> [Kutipan Sumber]
◆ ◆ ◆ ◆

Karena itu rupanya Dewan Syura kelihatannya berjibaku , nekat berseberangan dengan Setgab. Kita lihat penekanan Presiden Partai Keadilan Sejahtera, Luthfi H Ishaak, PKS siap tidak "satu perahu" lagi dengan koalisi. Dalam pidato politiknya pada penutupan Musyawarah Kerja Nasional PKS di Medan, Rabu 28 Maret 2012 malam, Luthfi menyebutkan, keluar koalisi itu ditempuh jika pemerintah tidak memperdulikan kondisi rakyat dalam kebijakan-kebijakan yang ditetapkan. "Formulasi yang ditawarkan PKS adalah kombinasi postur APBN yang sehat dan tidak mengabaikan rakyat," kata Lutfi.
Disitu terlihat dengan cerdik PKS menekankan bahwa rakyat adalah segala-galanya. Negara harus memikirkan apapun juga demi rakyat. Peryataan tersebut jelas menarik hati masyarakat, dimana pada milis-milis yang memberitakan dikeluatrkannya PKS dari Setgab justru menuang simpati. Kini posisi PKS menjadi parpol yang dizholimi, sebuah teori psikologis yang sering berhasil dalam menarik simpati.

◆ ◆ ◆ ◆

> [Informasi yang Diberikan]
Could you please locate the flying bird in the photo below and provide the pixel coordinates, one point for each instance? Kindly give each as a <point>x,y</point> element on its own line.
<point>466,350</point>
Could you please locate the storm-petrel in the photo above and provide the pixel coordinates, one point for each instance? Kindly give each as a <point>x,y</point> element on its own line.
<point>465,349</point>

◆ ◆ ◆ ◆

> [Latihan Tertulis]
Tuliskan kembali tanpa perubahan bagian dari kutipan tentang PKS dan koalisi, mulai dari "Disitu terlihat dengan" sampai "dalam menarik simpati.".

> [Jawaban Lengkap]
Disitu terlihat dengan cerdik PKS menekankan bahwa rakyat adalah segala-galanya. Negara harus memikirkan apapun juga demi rakyat. Peryataan tersebut jelas menarik hati masyarakat, dimana pada milis-milis yang memberitakan dikeluatrkannya PKS dari Setgab justru menuang simpati. Kini posisi PKS menjadi parpol yang dizholimi, sebuah teori psikologis yang sering berhasil dalam menarik simpati.